Reproduce all of the data that follows, character for character.

- _Stored items from a collection_
BEGIN

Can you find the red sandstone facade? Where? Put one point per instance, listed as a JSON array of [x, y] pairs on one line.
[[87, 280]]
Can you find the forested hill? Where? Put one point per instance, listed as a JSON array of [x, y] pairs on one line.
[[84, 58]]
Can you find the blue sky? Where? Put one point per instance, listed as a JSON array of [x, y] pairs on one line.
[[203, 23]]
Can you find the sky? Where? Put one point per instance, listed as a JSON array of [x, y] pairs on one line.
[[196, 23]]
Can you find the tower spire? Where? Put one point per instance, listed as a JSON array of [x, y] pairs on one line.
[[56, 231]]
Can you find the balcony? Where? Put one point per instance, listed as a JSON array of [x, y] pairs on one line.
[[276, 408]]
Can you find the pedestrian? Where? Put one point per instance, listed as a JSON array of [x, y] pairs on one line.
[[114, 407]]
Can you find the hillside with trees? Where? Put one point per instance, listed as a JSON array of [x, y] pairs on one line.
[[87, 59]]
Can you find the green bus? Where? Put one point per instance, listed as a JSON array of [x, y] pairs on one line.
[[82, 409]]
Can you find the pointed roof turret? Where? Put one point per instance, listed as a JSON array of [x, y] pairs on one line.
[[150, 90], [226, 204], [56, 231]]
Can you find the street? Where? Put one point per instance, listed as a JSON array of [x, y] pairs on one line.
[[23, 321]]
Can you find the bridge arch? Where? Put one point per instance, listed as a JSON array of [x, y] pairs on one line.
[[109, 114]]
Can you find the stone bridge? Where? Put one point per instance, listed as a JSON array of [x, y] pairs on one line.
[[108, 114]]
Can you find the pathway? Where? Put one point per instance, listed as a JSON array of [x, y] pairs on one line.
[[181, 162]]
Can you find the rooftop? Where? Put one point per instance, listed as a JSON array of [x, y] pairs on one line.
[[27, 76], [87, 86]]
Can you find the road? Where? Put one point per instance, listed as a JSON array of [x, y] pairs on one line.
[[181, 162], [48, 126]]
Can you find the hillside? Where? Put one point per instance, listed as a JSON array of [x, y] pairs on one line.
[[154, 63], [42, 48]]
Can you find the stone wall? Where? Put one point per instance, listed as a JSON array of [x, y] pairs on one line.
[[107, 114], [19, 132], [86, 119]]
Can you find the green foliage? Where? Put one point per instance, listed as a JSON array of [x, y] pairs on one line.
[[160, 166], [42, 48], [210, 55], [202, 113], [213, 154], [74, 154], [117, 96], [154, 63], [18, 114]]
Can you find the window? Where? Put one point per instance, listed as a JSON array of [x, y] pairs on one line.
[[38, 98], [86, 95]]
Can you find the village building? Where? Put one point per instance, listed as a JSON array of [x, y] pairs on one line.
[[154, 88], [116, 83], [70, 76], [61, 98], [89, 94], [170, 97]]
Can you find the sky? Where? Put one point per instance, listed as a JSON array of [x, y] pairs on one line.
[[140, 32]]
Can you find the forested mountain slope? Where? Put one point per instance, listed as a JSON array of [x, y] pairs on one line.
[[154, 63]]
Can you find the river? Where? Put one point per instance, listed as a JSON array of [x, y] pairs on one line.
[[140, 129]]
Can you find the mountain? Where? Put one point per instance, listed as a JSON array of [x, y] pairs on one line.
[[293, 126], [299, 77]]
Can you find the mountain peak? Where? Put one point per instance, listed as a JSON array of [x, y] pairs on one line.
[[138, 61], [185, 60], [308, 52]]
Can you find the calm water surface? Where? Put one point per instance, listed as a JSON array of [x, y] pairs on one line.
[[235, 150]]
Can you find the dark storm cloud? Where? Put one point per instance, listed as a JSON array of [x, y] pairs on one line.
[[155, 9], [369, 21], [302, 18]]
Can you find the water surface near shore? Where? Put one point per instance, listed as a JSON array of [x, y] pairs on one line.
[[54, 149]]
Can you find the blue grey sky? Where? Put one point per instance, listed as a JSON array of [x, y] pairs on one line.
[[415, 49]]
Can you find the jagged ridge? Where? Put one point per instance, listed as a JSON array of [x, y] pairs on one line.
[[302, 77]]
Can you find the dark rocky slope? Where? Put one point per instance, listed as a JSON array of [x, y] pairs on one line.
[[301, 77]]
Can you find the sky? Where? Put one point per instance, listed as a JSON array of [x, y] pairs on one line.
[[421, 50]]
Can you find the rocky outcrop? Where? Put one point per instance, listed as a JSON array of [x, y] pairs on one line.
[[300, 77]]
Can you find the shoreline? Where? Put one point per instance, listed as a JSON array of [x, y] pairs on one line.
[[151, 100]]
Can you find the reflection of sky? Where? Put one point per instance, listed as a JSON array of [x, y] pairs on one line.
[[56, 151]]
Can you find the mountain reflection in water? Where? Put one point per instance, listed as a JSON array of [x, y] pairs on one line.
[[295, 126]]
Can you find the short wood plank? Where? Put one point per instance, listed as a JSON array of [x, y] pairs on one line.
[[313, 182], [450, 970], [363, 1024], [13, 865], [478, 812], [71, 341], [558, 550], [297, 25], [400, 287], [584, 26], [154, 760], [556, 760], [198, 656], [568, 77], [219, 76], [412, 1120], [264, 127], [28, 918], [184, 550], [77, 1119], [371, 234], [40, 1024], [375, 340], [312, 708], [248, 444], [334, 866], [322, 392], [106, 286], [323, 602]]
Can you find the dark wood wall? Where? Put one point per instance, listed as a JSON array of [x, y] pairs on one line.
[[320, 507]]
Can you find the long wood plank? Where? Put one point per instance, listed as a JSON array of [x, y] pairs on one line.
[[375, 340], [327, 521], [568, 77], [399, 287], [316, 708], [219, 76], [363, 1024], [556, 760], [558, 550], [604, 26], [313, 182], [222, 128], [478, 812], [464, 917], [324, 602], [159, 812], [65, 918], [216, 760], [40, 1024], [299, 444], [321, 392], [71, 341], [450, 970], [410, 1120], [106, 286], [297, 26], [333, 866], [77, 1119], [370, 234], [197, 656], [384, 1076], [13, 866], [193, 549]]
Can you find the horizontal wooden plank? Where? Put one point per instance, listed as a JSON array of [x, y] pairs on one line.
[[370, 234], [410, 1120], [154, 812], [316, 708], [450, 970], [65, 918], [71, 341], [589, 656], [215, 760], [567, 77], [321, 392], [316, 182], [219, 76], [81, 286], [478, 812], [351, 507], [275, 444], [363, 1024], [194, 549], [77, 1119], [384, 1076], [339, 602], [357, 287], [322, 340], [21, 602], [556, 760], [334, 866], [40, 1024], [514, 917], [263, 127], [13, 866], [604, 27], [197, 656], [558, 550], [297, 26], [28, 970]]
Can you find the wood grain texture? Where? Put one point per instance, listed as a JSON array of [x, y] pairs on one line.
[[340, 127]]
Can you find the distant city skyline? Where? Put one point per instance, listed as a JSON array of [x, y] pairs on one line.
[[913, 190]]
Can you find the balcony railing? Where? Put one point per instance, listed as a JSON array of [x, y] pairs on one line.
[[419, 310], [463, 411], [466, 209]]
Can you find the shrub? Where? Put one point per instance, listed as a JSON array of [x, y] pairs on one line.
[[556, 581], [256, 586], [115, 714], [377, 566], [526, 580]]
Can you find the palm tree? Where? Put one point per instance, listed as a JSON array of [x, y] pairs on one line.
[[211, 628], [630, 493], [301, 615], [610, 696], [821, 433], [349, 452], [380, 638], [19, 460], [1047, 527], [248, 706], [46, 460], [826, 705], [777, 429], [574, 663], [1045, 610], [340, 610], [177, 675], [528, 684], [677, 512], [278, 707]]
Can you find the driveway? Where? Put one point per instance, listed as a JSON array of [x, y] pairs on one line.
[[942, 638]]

END

- _ANSWER FOR THE TASK_
Can you find the red sandstone facade? Where? Put one point per instance, listed as a JSON array of [x, y] pairs on one line.
[[87, 280]]
Can you find the forested hill? Where? Put one point per instance, listed as a JSON array of [x, y] pairs on one line.
[[84, 58]]
Can you find the blue sky? Where? Put one point per instance, listed as a JSON array of [x, y] pairs on one line.
[[203, 23]]
Can you find the sky? Where? Put one point per instance, listed as a JSON array of [x, y] pairs on one line.
[[196, 23]]
Can you find the tower spire? Where? Put one point per instance, listed as a JSON array of [x, y] pairs on one line.
[[56, 231]]
Can you find the balcony? Where? Put one point per instance, listed as a JSON array of [x, y] pairs on one line.
[[276, 408]]
Can you find the pedestrian? Where? Put one point per instance, listed as a JSON array of [x, y] pairs on one line.
[[114, 407]]
Can you find the hillside with trees? Where? Put one point per instance, listed as a JSON array of [x, y] pairs on one line.
[[87, 59]]
Can you find the green bus? Where? Put one point per instance, listed as a JSON array of [x, y] pairs on one line.
[[82, 409]]
Can you find the pointed roof turret? Where? Put one point per instance, listed as a JSON array of [x, y] pairs on one line.
[[150, 90], [226, 204], [56, 231]]
Can you find the street? Where? Put one point per instance, listed as a JSON array of [x, y] pairs on one line.
[[23, 321]]
Can you find the bridge arch? Where? Put one point per instance, listed as a JSON array of [x, y] pairs on one line.
[[109, 114]]
Can you find the stone bridge? Where? Put one point per instance, listed as a JSON array of [x, y] pairs on one line.
[[108, 114]]
Can you find the pathway? Where? Put one point per instance, listed as a JSON array of [x, y] pairs on one line.
[[181, 162]]
Can you find the rooftop? Where? Put one point per instance, listed as a JSON array of [x, y] pairs on one line.
[[27, 76], [87, 86]]
Can you find the road? Where? Put one point per instance, listed as a JSON array of [x, y] pairs on one line.
[[181, 162], [48, 126]]
Can you find the hillside? Where? Put one point per instance, listed as a JSON array of [x, y] pairs on one line.
[[154, 63], [42, 48]]
Can you find the stone wall? Where? Put one point per instance, listed as a JSON array of [x, y] pairs on one line.
[[107, 114], [19, 132], [86, 119]]
Can you find the green foliage? Where? Put one point per instance, listed as a JSON array of [x, y] pairs on one line.
[[160, 166], [42, 48], [210, 55], [202, 113], [213, 154], [74, 154], [117, 96], [154, 63], [18, 114]]
Can you find the window? Where? Put one point per instance, listed as a JSON array of [x, y] pairs on one line.
[[38, 98], [86, 95]]
Can you find the village building? Where? Put one point per instance, listed as a JSON array of [x, y] pairs on one line.
[[154, 88], [116, 83], [70, 76], [61, 98], [89, 94], [170, 97]]
Can you find the sky? Where? Put one point per instance, listed as a JSON array of [x, y] pairs on one line.
[[140, 32]]
Can you find the forested mountain slope? Where? Put one point per instance, listed as a JSON array of [x, y] pairs on one line.
[[154, 63]]
Can you find the river? Where? Put one point per instance, listed as a JSON array of [x, y] pairs on one line.
[[140, 129]]
Can you find the mountain? Where? Put one point per instance, listed as a JSON array of [x, y] pairs on one line.
[[293, 126], [299, 77]]
Can you find the mountain peak? Where? Put one point per instance, listed as a JSON array of [x, y] pairs on one line.
[[138, 61], [185, 60], [308, 52]]
Can you find the calm water surface? Where? Put one point per instance, listed as a JSON array of [x, y] pairs on one line.
[[235, 150]]
Can you find the dark storm cloud? Where? Put one point per instance, listed as a JSON array of [x, y] pairs on one line.
[[155, 9], [369, 21], [302, 18]]
Can you find the water surface near shore? Where? Put one point per instance, listed as a JSON array of [x, y] pairs on one line.
[[54, 149]]
Can you find the blue grey sky? Where? Put one point per instance, listed as a JSON array of [x, y] pairs on one line.
[[415, 49]]
Can you find the jagged ridge? Where? Put one point per instance, listed as a JSON array of [x, y] pairs on one line.
[[302, 77]]
Can you find the dark rocky slope? Where? Put one point per instance, listed as a JSON array of [x, y] pairs on one line.
[[301, 77]]
Can you find the sky? Where? Put one point per instance, listed as a JSON array of [x, y] pairs on one line.
[[421, 50]]
Can you find the rocky outcrop? Where? Put one point per instance, listed as a JSON array of [x, y] pairs on one line.
[[300, 77]]
Can you find the shoreline? Where? Put one point per instance, listed as a JSON array of [x, y] pairs on one line.
[[151, 100]]
Can you find the reflection of sky? Where? Put one point per instance, listed as a JSON array of [x, y] pairs on one line.
[[56, 151]]
Can you find the mountain reflection in water? Where? Put one point per instance, listed as a JSON array of [x, y] pairs on one line.
[[295, 126]]
Can you find the short wood plank? Where? Put one point per instance, listed as a JSON array of [x, y] pairs on one line.
[[313, 182], [450, 970], [363, 1024], [13, 865], [478, 812], [71, 341], [558, 550], [297, 25], [400, 287], [584, 26], [154, 760], [556, 760], [198, 656], [568, 77], [219, 76], [412, 1120], [264, 127], [28, 918], [184, 550], [77, 1119], [371, 234], [40, 1024], [375, 340], [312, 708], [248, 444], [334, 866], [322, 392], [106, 286], [323, 602]]
Can you find the dark wood wall? Where? Put one point per instance, listed as a JSON array of [x, y] pairs on one line.
[[320, 507]]
Can you find the long wood plank? Where? Put one point per instance, listed as a JSON array of [x, y] pairs on one line.
[[375, 340], [327, 521], [568, 77], [399, 287], [316, 708], [219, 76], [363, 1024], [556, 760], [558, 550], [604, 26], [313, 182], [222, 128], [478, 812], [464, 917], [324, 602], [159, 812], [65, 918], [216, 760], [40, 1024], [299, 444], [321, 392], [71, 341], [450, 970], [410, 1120], [106, 286], [297, 26], [333, 866], [77, 1119], [370, 234], [197, 656], [384, 1076], [13, 866], [193, 549]]
Can you find the horizontal wooden plank? Where? Put one point per instance, listed as a JSON array of [x, y] pairs on one line.
[[370, 234], [410, 1120], [154, 812], [316, 708], [450, 970], [65, 918], [71, 341], [589, 656], [215, 760], [567, 77], [321, 392], [316, 182], [219, 76], [81, 286], [478, 812], [351, 507], [275, 444], [363, 1024], [194, 549], [77, 1119], [384, 1076], [339, 602], [357, 287], [322, 340], [21, 602], [556, 760], [334, 866], [40, 1024], [514, 917], [263, 127], [13, 866], [604, 27], [197, 656], [558, 550], [297, 26], [28, 970]]
Can you find the wood grain texture? Where? Put one point per instance, listed as a JSON array of [x, y] pairs on one line.
[[340, 127]]
Can you find the distant city skyline? Where? Put one point per instance, listed as a JSON array of [x, y] pairs on one line.
[[913, 190]]
Can you find the balcony railing? Where? Put one point per instance, listed as a JSON array of [x, y] pairs on one line.
[[419, 310], [463, 411], [466, 209]]
Can you find the shrub? Where? Put one point per instance, listed as a JSON array of [x, y] pairs on one line.
[[556, 581], [256, 586], [115, 714], [377, 566], [526, 580]]
Can you find the palm tree? Where? Put one point per instance, listed as a JSON array of [x, y] pairs on one line.
[[211, 628], [630, 493], [301, 615], [610, 696], [821, 433], [349, 452], [380, 638], [19, 460], [1047, 527], [248, 706], [46, 460], [826, 705], [777, 429], [574, 663], [1045, 610], [340, 610], [177, 675], [528, 684], [677, 512], [278, 707]]
Can you find the driveway? Where? Put one point per instance, listed as a JSON array of [x, y] pairs on one line.
[[942, 638]]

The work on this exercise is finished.